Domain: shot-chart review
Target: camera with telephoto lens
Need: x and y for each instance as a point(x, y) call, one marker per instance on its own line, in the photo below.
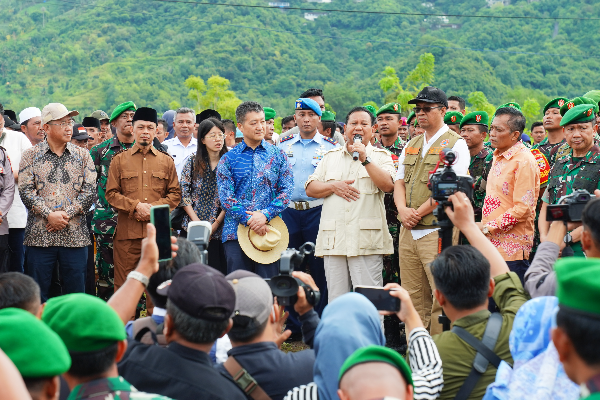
point(445, 183)
point(569, 207)
point(284, 285)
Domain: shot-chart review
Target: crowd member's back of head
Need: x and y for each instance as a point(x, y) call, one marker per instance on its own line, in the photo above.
point(20, 291)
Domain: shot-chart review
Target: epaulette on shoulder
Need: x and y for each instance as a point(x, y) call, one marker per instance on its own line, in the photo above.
point(285, 139)
point(330, 140)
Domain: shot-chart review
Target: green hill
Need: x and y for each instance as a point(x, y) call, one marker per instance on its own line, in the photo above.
point(94, 54)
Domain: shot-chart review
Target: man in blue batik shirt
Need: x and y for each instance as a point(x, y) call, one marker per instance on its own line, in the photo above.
point(255, 183)
point(304, 151)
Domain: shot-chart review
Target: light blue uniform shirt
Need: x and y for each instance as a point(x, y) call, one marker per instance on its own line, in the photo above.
point(304, 156)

**TASK INSTRUCTIONS:** Pictures stay out; the data above is to be returned exactly.

**ANSWER AREA:**
Domain: shot-chart review
Target: camera with telephoto lens
Need: x and y for each instance as a point(x, y) call, one marker per instance on its own line, in the photo below.
point(445, 183)
point(569, 207)
point(284, 285)
Domain: shot-chart review
Target: crowd member's back of head
Need: x and y for each instance as a point(x, y) call, one marker per instance on its own line, in the photo above.
point(20, 291)
Domain: shot-chart review
Target: epaulette on shoulder
Need: x and y for each instance as a point(x, y) call, one marker per instance on its own line, in the photo above.
point(285, 139)
point(330, 140)
Domain: shot-chart review
Target: green hill
Need: x and y for each instance as a point(x, y) call, one marker per instance on its own line, in the photo above.
point(94, 54)
Domain: shot-chart review
Target: man in blue batik shirt
Need: x and y for each instance as a point(x, y) call, one marker per instance on its own line, in the photo above.
point(255, 183)
point(304, 151)
Domain: shot-chart review
Target: light blue uniform shirt
Need: x and y for each instance as a point(x, y) call, one marker per instance on its own line, in the photo above.
point(304, 156)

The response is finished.